▶ **Exercise aim**: Within the records, find every line that includes the word "query" and copy it.

Saved entries
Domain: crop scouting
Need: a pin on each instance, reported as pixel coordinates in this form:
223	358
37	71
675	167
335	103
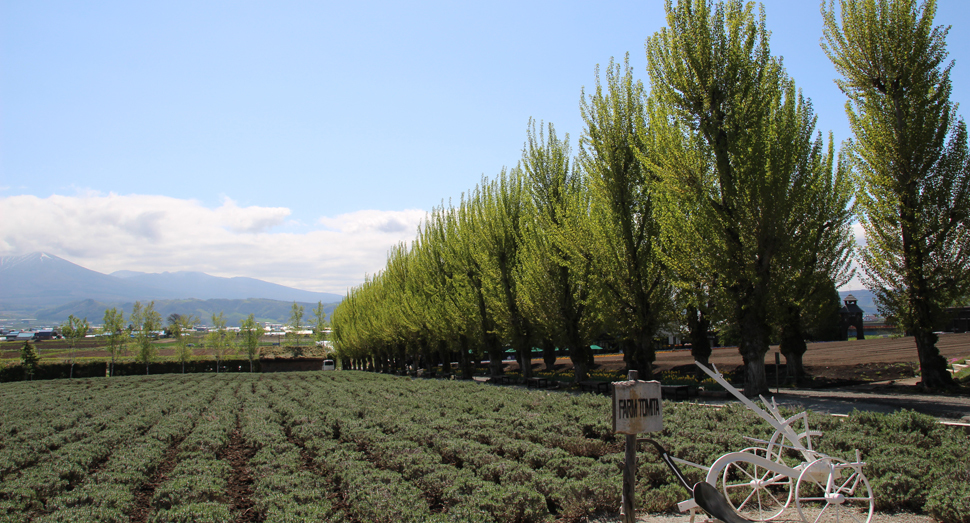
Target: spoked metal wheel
755	492
831	490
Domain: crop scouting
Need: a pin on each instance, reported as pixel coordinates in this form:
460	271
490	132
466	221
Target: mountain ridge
41	281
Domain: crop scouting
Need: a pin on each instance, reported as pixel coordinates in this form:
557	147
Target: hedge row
93	369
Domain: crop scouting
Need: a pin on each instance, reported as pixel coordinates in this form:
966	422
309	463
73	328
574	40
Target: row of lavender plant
89	462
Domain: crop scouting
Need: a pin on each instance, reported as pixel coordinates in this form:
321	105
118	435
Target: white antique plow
783	478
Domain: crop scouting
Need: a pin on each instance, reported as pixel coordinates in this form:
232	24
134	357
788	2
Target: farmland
362	447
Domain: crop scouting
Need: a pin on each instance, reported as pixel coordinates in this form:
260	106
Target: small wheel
833	490
754	492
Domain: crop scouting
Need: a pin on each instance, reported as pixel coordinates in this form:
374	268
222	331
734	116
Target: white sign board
637	407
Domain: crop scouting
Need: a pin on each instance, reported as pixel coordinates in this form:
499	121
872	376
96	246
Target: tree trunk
445	356
700	343
495	356
753	347
549	354
464	358
578	355
793	344
932	364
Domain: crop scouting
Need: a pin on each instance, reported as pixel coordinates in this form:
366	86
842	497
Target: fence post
629	508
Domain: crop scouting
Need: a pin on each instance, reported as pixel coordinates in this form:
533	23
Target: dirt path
818	357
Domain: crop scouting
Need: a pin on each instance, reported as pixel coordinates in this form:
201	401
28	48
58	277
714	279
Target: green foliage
296	322
28	359
910	159
219	341
113	328
145	323
74	330
251	333
740	165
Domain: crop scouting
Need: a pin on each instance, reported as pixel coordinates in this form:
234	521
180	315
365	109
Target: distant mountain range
43	283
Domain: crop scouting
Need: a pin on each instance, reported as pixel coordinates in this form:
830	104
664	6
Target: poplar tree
296	321
218	340
911	161
114	331
556	268
744	129
251	334
179	326
624	219
28	360
500	214
74	330
146	320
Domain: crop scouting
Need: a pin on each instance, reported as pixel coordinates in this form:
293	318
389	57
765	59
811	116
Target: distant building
46	334
852	317
959	319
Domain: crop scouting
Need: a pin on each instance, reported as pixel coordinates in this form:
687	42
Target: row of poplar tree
708	202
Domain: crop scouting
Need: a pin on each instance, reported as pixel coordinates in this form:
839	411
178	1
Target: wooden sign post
636	409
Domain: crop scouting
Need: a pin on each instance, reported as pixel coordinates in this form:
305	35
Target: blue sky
297	141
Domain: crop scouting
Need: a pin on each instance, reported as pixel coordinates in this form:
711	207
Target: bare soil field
829	363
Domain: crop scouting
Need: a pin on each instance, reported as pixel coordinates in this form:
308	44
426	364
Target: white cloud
157	233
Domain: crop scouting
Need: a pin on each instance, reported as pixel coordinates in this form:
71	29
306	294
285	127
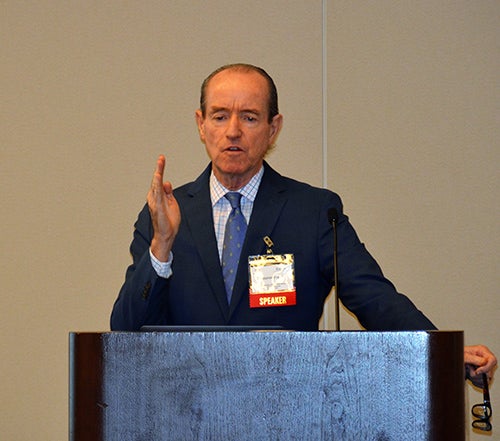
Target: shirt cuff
163	269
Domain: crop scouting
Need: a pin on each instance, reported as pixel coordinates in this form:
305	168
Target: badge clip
267	240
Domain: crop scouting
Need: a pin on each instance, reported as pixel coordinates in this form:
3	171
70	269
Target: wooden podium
269	386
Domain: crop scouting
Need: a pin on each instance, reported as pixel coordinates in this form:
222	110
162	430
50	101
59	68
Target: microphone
332	219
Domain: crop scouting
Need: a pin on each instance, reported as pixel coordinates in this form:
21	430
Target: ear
200	122
275	127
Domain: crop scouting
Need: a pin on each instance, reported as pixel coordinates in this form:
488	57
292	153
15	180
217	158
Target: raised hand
165	213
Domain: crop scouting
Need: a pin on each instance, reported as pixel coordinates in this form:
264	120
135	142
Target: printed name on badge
272	280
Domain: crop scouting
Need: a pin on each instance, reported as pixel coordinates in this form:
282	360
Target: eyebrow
215	109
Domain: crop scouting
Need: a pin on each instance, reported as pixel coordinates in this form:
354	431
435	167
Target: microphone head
332	215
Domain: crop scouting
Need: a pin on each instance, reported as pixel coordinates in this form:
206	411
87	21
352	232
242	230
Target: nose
233	127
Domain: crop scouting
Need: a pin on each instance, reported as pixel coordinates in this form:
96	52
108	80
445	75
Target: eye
250	118
219	117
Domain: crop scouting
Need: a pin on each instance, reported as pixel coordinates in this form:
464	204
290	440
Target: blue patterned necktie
234	236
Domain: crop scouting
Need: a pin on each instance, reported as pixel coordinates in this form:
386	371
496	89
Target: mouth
233	148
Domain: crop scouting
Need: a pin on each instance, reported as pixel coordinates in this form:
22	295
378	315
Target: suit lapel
265	213
198	215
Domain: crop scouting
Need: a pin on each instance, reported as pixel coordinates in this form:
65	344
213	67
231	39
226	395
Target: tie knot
234	199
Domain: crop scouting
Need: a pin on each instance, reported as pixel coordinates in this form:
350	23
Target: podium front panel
377	386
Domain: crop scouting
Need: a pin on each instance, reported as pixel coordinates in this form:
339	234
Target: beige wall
91	92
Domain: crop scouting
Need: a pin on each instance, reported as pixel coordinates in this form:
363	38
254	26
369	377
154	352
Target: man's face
235	129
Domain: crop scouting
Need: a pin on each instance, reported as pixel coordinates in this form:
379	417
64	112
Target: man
182	273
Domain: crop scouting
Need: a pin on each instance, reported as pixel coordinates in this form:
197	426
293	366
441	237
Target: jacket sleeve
141	299
365	291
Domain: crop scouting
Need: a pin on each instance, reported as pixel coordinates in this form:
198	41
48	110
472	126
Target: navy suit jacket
294	215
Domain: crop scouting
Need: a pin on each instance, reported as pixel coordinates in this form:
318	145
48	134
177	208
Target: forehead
235	86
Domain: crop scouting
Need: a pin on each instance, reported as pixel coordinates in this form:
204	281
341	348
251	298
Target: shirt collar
249	191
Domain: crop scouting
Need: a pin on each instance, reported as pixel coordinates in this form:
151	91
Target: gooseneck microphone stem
332	218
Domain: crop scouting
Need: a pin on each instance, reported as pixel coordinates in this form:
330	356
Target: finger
157	182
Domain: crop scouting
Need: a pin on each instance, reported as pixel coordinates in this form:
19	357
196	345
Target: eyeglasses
482	412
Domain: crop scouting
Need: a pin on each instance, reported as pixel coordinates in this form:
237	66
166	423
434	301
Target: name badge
272	280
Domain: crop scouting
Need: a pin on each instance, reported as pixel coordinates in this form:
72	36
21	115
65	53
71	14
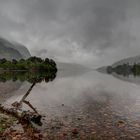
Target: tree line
31	64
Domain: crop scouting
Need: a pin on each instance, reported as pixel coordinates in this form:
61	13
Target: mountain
11	50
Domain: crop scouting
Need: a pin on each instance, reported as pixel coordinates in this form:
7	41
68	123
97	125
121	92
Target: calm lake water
91	102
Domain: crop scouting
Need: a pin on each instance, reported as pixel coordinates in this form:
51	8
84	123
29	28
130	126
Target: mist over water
89	96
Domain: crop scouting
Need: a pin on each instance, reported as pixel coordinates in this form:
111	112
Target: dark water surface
93	103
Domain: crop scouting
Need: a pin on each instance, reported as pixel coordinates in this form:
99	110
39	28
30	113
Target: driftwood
23	116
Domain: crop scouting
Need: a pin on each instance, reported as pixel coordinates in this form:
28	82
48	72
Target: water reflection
92	103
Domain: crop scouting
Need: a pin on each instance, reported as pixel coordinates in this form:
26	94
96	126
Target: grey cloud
70	27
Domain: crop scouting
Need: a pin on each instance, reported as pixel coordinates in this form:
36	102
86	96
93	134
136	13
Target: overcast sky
89	32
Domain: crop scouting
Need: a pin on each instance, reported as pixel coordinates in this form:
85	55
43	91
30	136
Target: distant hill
11	50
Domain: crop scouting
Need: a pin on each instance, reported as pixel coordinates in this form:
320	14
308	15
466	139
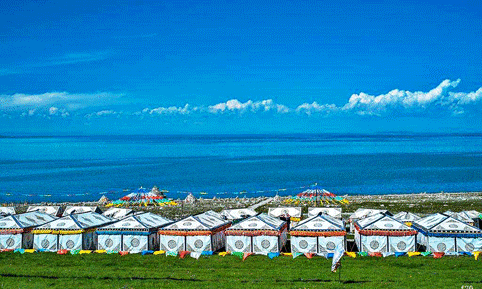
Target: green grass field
49	270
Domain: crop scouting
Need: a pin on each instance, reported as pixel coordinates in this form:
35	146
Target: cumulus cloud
235	105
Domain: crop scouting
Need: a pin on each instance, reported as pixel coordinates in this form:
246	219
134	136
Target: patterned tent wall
380	243
261	244
55	242
301	244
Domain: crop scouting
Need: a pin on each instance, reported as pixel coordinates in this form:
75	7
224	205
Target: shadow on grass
103	278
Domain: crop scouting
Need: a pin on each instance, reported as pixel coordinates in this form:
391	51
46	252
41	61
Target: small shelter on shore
118	213
134	234
51	210
382	233
69	210
332	212
72	232
443	233
15	230
282	212
406	217
261	234
364	213
198	233
318	234
7	211
238	214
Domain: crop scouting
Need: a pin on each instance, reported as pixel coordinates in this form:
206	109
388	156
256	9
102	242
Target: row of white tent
211	231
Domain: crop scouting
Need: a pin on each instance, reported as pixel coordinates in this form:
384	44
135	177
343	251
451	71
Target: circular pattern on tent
45	243
303	244
441	247
135	242
108	243
374	244
469	247
239	244
198	244
69	244
330	246
265	244
10	242
171	244
401	246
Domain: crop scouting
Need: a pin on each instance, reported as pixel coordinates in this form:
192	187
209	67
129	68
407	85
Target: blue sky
100	67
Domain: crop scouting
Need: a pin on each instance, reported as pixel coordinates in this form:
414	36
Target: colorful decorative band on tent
99	232
385	232
455	235
317	233
62	232
252	233
11	231
193	232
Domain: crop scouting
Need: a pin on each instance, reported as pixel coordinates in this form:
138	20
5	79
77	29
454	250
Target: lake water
84	168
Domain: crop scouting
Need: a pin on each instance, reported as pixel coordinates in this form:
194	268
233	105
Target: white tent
51	210
442	233
236	214
318	234
293	212
332	212
5	211
203	232
72	232
134	234
406	217
118	213
261	234
382	233
461	217
363	213
15	230
69	210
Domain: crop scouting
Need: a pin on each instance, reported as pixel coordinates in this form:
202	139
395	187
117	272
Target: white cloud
69	101
234	105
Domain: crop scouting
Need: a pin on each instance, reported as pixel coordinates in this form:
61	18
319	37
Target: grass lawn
49	270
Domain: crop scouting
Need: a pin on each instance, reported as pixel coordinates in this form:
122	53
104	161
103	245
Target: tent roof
117	213
441	222
280	211
77	222
333	212
363	213
406	217
204	221
320	223
25	220
259	222
234	214
4	211
144	221
381	222
51	210
80	209
461	217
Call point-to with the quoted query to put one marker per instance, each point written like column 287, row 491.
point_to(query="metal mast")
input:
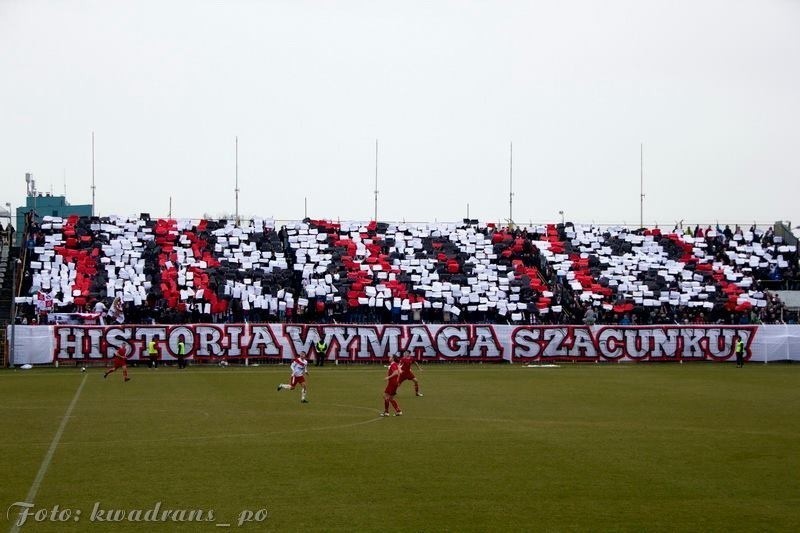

▶ **The answer**:
Call point-to with the quoted query to put one marker per instance, each point written like column 287, row 491.
point_to(query="metal mast")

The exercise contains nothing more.